(DATA FOR THIS EXERCISE)

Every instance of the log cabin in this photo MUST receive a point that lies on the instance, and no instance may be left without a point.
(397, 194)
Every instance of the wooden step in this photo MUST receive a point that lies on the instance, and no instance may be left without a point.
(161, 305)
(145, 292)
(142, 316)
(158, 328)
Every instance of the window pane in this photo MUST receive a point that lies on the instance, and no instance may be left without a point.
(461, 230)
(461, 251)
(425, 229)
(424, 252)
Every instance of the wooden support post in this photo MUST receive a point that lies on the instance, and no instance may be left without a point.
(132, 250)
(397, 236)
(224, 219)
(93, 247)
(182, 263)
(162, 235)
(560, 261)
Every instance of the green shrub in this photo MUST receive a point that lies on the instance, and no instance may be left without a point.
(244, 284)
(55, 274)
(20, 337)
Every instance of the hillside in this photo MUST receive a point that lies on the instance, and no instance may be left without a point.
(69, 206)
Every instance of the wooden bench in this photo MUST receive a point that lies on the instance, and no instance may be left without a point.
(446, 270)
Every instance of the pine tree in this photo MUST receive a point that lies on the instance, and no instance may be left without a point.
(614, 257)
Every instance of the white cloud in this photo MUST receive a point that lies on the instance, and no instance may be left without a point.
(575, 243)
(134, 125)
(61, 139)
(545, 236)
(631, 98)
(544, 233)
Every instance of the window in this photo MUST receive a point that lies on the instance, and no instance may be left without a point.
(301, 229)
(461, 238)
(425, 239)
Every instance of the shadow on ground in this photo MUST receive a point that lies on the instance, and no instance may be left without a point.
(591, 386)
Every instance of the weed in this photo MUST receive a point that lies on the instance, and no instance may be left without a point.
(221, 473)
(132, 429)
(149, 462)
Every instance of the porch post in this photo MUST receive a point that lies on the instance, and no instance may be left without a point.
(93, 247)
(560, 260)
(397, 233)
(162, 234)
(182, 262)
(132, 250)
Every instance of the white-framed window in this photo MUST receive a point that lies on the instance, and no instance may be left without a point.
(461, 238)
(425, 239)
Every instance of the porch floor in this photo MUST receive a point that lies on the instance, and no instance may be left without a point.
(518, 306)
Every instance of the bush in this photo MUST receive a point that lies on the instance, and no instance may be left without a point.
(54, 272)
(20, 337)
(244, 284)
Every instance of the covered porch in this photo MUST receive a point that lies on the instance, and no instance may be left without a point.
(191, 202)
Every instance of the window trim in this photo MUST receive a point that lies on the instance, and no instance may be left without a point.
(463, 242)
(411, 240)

(End DATA FOR THIS EXERCISE)

**WHAT IS BEING ASKED**
Copy out all the entries exactly once more.

**WORKED SOLUTION**
Every instance of the log cabin in this photo MUST receive a point that lies on the instance, and no instance may be left without a point.
(397, 194)
Every instance of the wooden step in this photo MUST receive a point that lies on the instance, and no instance may be left without a point.
(161, 305)
(145, 292)
(142, 316)
(158, 328)
Every instance of the window pane in this photo MUST receive a point that lies on the instance, and no instance may be left without a point.
(461, 230)
(461, 251)
(425, 229)
(424, 252)
Every instance of the wooden support post in this photo MUST receive a point that lies on the instance, and no instance may be left without a point.
(132, 250)
(397, 236)
(224, 219)
(93, 247)
(182, 263)
(162, 235)
(560, 261)
Every instance of the green shrub in this photo MUST receive a point that lies on the instance, and no instance may be left without a point.
(244, 284)
(55, 274)
(20, 337)
Every instance of the hillside in this photo MUST receive a point that lies on the instance, and no instance may be left without a point.
(69, 206)
Every instance of the wooden bench in this photo MUST receive a point that lies on the instance, and no instance may be left without a point.
(446, 270)
Every instance of the pine tree in this photo MUST receive a point that lies on the instance, and no instance may be left without a point.
(614, 257)
Every instance of the white cloud in this photo MUST receive a point that lies on the instance, and no instance may be left without a point.
(575, 243)
(134, 125)
(61, 139)
(545, 236)
(631, 98)
(544, 233)
Every instance of the window in this photo MUST receive a point that lies on the instance, and no instance may be left without a point.
(301, 229)
(461, 238)
(425, 239)
Every instance of the shadow on ground in this photo MUST receive a point that lies on the instance, and no instance may be left without a point.
(591, 386)
Every instance of the weed in this photo MUST receive a point that lies on the instance, and no instance may be left without a point.
(221, 473)
(132, 429)
(149, 462)
Every instance of the porch post in this photo MUST receive a point that lies on the instance, and no instance may be left without a point.
(93, 247)
(560, 260)
(397, 233)
(162, 234)
(182, 262)
(132, 250)
Every instance of the white-framed window in this photo MUST receive a point that lies on the instance, and no instance may be left without a point.
(461, 238)
(425, 239)
Every instance of the porch floor in this photo MUST receive a point that lies on the instance, and no instance may be left without a point.
(518, 306)
Every instance of the bush in this photo MUST receive a point that lies on the instance, and no instance may be left without a point.
(54, 272)
(20, 337)
(244, 284)
Every instance of the covered porch in this photo MUST receive a point that lies on the instance, and no instance may be left without a point.
(191, 202)
Every instance of the window trim in this photo MUST receive a point that lies on the instance, and no instance may be left without a point.
(463, 242)
(411, 240)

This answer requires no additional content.